--- START Exercise input ---

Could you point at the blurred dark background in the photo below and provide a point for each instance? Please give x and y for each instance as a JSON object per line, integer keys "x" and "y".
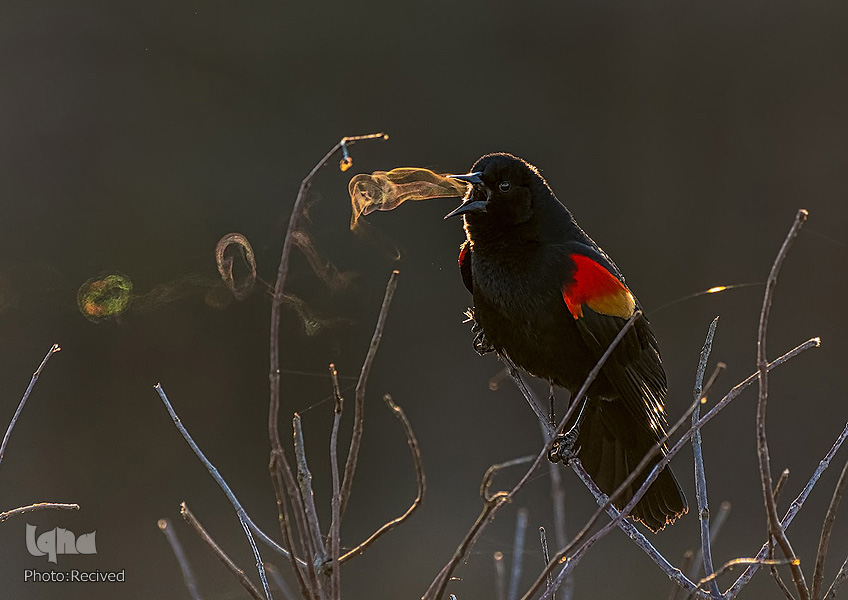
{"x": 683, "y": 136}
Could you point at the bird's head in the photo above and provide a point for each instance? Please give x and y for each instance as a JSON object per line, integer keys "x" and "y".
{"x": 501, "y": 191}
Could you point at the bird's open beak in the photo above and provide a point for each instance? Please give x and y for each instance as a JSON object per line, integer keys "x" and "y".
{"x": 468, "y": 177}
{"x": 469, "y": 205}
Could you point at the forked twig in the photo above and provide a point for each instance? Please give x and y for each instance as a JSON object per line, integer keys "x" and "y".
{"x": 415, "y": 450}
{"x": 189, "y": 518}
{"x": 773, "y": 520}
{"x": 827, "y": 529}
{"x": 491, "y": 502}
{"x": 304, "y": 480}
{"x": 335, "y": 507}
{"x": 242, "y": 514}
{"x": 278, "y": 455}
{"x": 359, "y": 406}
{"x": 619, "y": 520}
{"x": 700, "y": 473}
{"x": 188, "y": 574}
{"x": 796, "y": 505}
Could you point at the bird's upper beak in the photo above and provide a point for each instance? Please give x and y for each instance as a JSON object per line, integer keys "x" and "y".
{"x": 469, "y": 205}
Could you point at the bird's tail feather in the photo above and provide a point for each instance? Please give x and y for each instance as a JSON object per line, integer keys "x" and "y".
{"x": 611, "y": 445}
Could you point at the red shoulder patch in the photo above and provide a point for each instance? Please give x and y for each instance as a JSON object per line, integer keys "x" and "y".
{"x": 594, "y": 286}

--- END Exercise input ---
--- START Exercise input ---

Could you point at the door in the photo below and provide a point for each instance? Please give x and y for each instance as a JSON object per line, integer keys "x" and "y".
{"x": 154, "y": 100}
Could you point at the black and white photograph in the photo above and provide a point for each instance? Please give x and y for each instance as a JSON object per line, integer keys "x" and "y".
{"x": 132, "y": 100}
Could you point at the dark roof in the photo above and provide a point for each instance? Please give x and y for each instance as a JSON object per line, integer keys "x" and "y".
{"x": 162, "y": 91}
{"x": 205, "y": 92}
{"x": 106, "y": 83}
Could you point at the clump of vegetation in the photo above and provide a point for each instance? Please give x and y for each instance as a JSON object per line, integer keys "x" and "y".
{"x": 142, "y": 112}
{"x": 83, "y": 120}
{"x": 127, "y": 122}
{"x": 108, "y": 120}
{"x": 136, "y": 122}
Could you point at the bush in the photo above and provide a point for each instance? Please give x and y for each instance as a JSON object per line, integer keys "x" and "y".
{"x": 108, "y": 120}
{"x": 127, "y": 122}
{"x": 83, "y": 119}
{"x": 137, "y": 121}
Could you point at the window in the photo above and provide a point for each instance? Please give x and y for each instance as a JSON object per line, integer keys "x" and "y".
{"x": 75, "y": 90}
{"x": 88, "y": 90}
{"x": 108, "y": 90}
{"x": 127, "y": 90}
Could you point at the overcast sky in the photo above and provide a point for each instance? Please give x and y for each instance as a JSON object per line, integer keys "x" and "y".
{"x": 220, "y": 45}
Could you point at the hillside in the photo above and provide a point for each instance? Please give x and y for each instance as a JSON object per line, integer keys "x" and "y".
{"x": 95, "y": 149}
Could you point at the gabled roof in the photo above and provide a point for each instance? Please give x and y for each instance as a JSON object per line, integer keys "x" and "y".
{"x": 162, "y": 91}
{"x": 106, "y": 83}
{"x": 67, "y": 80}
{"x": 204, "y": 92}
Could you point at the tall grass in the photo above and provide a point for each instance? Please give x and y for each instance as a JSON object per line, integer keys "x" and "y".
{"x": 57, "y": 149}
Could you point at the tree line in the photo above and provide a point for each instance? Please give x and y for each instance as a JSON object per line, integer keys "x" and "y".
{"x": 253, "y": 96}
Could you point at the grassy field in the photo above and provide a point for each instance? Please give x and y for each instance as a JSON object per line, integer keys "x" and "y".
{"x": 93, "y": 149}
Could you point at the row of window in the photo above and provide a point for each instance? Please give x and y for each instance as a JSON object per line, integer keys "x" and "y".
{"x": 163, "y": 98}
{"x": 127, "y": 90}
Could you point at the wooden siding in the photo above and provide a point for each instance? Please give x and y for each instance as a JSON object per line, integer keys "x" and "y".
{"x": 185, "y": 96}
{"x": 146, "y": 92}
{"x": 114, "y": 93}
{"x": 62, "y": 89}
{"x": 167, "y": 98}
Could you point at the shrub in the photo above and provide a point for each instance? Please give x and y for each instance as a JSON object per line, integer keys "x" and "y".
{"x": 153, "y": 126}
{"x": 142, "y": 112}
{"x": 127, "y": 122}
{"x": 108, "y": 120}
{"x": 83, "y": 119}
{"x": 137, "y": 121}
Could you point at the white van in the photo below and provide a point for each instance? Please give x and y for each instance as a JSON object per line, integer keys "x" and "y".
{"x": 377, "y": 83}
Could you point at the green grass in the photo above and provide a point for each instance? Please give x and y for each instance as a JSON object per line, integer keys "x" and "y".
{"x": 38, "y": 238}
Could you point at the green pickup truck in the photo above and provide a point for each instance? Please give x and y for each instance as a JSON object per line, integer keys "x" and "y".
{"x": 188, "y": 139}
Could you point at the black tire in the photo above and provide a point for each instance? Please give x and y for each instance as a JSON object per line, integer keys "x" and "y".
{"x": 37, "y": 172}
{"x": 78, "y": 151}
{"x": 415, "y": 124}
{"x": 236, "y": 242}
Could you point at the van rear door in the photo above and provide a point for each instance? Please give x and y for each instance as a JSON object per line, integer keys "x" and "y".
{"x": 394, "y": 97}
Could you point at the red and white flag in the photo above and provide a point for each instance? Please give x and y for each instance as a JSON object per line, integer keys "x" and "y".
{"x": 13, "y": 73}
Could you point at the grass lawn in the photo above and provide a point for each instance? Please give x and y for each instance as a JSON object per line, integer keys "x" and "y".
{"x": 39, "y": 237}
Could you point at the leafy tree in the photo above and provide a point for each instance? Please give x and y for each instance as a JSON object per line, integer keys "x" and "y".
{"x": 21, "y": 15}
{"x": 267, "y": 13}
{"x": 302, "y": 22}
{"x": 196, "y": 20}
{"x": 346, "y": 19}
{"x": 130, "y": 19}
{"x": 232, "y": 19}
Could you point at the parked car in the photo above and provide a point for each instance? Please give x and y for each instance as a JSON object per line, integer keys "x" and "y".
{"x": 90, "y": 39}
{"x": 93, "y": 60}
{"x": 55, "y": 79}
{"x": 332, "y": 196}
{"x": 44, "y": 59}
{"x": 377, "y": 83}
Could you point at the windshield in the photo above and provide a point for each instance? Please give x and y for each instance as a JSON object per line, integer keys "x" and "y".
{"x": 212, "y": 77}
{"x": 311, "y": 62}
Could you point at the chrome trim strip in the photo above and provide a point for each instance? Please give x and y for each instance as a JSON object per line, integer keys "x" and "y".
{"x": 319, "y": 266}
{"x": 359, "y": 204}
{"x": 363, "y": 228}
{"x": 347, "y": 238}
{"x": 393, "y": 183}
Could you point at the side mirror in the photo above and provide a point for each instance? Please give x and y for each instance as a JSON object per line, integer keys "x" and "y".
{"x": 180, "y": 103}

--- END Exercise input ---
--- START Exercise input ---

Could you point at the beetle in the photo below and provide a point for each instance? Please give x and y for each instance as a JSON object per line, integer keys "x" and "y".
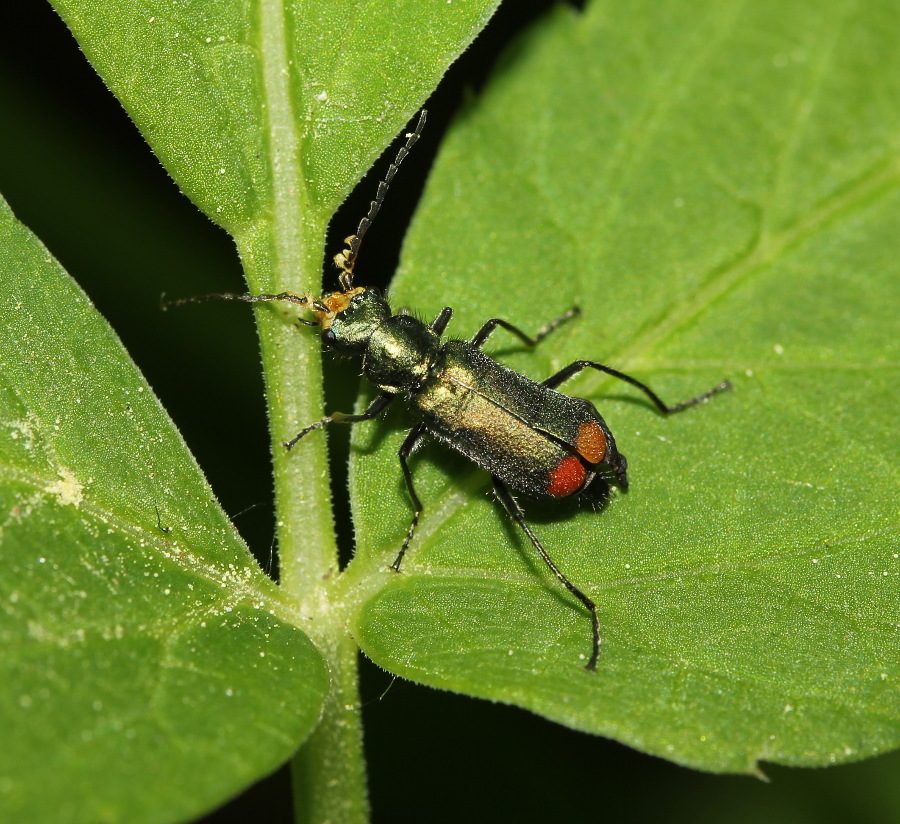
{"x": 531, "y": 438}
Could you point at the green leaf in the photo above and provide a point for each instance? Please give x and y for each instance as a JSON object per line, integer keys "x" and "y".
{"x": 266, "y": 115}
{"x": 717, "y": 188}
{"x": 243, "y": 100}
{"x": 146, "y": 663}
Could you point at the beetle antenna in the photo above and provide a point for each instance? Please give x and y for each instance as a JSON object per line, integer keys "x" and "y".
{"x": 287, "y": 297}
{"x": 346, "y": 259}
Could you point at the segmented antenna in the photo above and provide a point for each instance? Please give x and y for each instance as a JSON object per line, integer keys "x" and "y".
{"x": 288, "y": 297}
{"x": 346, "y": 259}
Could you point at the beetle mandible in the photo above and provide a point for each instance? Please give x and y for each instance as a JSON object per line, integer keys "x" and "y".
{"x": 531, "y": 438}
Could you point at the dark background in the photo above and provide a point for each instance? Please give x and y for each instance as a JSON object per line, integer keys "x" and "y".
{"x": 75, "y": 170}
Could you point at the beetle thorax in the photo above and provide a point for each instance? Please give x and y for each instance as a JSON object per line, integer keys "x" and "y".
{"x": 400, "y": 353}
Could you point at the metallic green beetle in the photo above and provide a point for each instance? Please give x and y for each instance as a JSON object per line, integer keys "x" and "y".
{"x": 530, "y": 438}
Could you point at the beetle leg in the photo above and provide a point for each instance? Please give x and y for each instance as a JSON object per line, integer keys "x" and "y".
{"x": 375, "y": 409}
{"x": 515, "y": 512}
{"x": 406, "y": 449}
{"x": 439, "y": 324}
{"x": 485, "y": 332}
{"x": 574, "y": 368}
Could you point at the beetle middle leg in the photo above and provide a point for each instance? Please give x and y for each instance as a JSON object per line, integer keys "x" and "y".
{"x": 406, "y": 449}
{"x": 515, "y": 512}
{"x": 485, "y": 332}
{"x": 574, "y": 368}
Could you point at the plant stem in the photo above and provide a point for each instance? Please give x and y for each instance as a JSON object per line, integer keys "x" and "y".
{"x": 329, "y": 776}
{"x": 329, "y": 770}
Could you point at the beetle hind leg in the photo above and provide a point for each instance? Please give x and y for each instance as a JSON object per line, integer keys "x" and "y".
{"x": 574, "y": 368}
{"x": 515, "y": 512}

--- END Exercise input ---

* Required task
Pull out every line of the listing that contains the word "flag", and copy each one unchanged.

* Task result
Could you point at the red and white flag in the photo above and provide a point for each instance? Please give x and y for each instance as a JSON object per line, integer keys "x" and "y".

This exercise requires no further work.